Start of Provided records
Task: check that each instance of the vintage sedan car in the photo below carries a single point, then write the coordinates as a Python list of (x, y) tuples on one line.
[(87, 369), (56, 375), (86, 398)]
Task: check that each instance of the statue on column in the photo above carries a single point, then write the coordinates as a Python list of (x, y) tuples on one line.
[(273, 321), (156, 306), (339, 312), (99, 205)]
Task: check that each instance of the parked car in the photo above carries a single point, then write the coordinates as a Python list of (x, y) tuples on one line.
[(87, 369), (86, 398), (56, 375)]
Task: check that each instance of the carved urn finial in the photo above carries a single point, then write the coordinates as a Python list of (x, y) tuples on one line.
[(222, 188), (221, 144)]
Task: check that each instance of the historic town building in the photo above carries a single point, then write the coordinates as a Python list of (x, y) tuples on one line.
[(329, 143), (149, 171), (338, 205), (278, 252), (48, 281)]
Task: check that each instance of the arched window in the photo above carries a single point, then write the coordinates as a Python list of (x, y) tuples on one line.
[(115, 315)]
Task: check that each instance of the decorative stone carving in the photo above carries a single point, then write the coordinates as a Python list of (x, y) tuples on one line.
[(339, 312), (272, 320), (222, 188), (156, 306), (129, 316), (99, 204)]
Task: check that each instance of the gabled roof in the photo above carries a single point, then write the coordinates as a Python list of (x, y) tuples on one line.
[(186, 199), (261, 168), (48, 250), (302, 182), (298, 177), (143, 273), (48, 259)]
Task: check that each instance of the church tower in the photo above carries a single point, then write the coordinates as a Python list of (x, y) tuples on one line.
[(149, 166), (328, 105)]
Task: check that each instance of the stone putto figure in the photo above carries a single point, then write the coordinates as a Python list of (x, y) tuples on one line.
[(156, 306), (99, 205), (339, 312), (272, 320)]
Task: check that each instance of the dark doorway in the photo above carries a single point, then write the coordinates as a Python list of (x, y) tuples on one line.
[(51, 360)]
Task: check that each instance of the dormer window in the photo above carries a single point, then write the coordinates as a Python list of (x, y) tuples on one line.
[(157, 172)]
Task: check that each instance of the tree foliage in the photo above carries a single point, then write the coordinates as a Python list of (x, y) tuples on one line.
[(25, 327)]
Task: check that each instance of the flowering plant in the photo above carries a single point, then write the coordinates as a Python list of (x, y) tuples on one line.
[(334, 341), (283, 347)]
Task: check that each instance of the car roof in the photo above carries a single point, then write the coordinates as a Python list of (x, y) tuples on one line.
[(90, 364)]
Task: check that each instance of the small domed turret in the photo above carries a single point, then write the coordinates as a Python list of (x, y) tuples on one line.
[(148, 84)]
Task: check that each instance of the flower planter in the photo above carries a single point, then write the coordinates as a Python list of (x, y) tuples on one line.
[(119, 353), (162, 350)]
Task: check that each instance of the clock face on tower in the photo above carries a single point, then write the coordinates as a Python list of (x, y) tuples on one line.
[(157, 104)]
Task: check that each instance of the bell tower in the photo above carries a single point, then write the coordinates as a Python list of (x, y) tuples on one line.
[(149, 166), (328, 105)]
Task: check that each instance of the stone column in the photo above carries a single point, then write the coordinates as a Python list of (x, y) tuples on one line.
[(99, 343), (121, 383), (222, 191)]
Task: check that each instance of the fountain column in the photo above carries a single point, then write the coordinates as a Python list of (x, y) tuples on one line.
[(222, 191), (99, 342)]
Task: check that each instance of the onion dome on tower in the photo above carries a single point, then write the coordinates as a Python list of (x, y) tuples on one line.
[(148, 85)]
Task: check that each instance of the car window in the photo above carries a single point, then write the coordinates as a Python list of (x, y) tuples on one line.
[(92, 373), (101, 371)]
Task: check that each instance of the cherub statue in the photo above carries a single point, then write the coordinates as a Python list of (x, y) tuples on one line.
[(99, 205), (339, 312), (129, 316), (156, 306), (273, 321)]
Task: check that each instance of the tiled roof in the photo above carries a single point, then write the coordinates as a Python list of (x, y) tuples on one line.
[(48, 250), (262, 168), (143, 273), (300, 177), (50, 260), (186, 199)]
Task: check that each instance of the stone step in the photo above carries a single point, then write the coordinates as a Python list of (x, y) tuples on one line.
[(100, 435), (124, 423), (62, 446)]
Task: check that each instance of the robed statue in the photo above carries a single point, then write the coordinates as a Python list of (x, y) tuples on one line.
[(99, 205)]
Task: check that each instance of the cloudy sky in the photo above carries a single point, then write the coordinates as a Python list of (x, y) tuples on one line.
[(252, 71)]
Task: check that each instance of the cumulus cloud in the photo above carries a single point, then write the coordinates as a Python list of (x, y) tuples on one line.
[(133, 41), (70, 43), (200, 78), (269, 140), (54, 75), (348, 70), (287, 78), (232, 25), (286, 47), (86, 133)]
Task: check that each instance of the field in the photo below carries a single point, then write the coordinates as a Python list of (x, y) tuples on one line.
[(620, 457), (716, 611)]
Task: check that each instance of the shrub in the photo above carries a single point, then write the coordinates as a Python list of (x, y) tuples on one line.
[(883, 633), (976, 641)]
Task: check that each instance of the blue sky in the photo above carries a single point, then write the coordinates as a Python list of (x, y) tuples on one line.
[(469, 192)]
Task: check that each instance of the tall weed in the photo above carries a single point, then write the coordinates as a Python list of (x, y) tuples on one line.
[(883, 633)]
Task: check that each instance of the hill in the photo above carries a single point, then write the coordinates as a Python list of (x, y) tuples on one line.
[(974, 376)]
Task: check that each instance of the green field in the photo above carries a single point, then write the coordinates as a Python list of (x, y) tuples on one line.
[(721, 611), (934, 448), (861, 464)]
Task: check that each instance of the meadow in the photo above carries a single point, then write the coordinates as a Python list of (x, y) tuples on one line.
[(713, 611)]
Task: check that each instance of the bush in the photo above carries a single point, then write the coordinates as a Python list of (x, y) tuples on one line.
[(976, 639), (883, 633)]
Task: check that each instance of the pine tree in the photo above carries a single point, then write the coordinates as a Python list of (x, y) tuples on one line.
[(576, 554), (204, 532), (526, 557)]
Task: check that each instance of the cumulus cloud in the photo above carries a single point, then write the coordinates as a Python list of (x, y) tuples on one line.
End of Provided records
# [What needs to be done]
Find the line with "Task: check that each instance of the meadow". Transcribe it and every line after it exactly, through the end of the records above, and nothing else.

# [Response area]
Task: check that each instance of the meadow in the photo above carries a single point, then write the coordinates as a Python list of (x, y) tuples on one line.
[(713, 611)]
Task: check that each instance of the bush in the photo above carries a single point, then write the coordinates as a Python list of (x, y) tuples on one line.
[(976, 639), (883, 633)]
Task: check that each instance of the pine tree in the photo above carries a single point, then write the coordinates as a Python list of (x, y) tuples on one line.
[(576, 554), (204, 532), (526, 557)]
Task: check that each instance of the cumulus cloud in the photo above carries a single point, then write the coordinates as a Python list of (x, y) tuples on one line.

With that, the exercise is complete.